Reproduce the passage of the healthcare reform roundup below between "Talking Points: 12" and "on claims forms.", inclusive.

- SOURCE EXTRACT
· · · · · · ·

Talking Points: 12 June 2023

A quick roundup of the issues driving the healthcare reform conversation.

Item of the Week


MEDICARE OVERBILLED An audit uncovers millions of dollars in overbilling charges to Medicare.

Quick takeaway: According to the results of the analysis conducted by the Office of the Inspector General (OIG), Medicare overpaid $22.5 million in 2019 and 2020 due to incorrect place-of-service coding by providers.

Further context: Medicare pays for physician services separately from the payments it makes to inpatient facilities, such as skilled nursing facilities and hospitals.

By analyzing more than 2 million physician claims over the course of those two years, OIG linked the millions of dollars in overpayments to providers incorrectly reporting where care had been delivered on claims forms.

What it means: The audit comes at a particularly sensitive time for hospitals, who already find themselves the target of increased public scrutiny, not to mention legislative focus, as a result of dishonest billing and surprise medical bills.

NONPROFIT HOSPITALS Charity care continues to fall at nonprofit hospitals.

Quick takeaway: Allina Health System, a wealthy nonprofit operating more than 100 clinics and hospitals throughout Minnesota and Wisconsin, is withholding care from patients with unpaid medical bills.

Digging deeper: The drastic measure by the nonprofit health system (with $4 billion in annual revenue), effectively cuts off access to medical care for these patients, many of whom come from low-income communities, raising further concerns about equitable access to healthcare and the corresponding impact to these vulnerable populations.

In 2020, Allina spent less than half of 1 percent of its expenses on charity care and avoided roughly $266 million in local, state, and federal taxes.

What it means: As previously highlighted, nonprofit health systems continue to rake in millions of dollars on the backs of taxpayers, all while sidestepping their obligation (and, core mission) to treat the medically underserved.  Another example of hospitals prioritizing financial gain over community health.

Rx PATENT ABUSE Drugmakers’ abuse of the patent system costs American patients billions of dollars.

Quick takeaway: A new analysis estimates that the pharmaceutical industry’s anti-competitive patent abuse tactics cost U.S. consumers more than $40 billion in 2019.

Further context:  Researchers point out that this translates into an additional $120 per year for every single person in this country “solely because of antitrust violations” by drug manufacturers.

What it means: The research went on to highlight several common tactics used by drugmakers to decrease competition and artificially increase their prices, including:

  • Horizontal collusion, or “shadow pricing,” which happens when different drugmakers increase the price of their products used to treat the same condition at the same time.
  • Patent thickening, which drugmakers use to create a web of overlapping patents to exclude and discourage competition.
  • Product hopping, which is when a drug company slightly modifies a brand-name drug before its patent expires, in order to replace the original drug before generic (less expensive) versions are brought to market.

EMPLOYER-PROVIDED COVERAGE As lawmakers around the country debate taxing employer-provided healthcare, a new national survey underscores how critical this coverage is for many.

Quick takeaway: According to the results, the vast majority – 68 percent – said they preferred healthcare coverage through their employer over getting it from the government.

Further context: The survey also showed that a majority (63 percent) would be less likely to vote for a lawmaker who supported taxing employee health benefits – including, 60 percent of Democrats, 68 percent of swing voters, and 57 percent of Republicans.

What it means: Affordable healthcare remains the top issue for many voters across the country.

· · · · · · ·

- DATA PROVIDED

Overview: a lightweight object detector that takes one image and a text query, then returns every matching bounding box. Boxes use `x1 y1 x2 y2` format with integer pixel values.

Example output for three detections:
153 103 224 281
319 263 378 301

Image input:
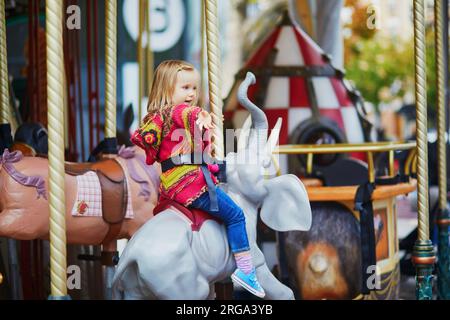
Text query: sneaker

· · · · · · ·

- SOLVED PROBLEM
Talking Points: 12 June 2023

A quick roundup of the issues driving the healthcare reform conversation.

Item of the Week


MEDICARE OVERBILLED An audit uncovers millions of dollars in overbilling charges to Medicare.

Quick takeaway: According to the results of the analysis conducted by the Office of the Inspector General (OIG), Medicare overpaid $22.5 million in 2019 and 2020 due to incorrect place-of-service coding by providers.

Further context: Medicare pays for physician services separately from the payments it makes to inpatient facilities, such as skilled nursing facilities and hospitals.

By analyzing more than 2 million physician claims over the course of those two years, OIG linked the millions of dollars in overpayments to providers incorrectly reporting where care had been delivered on claims forms.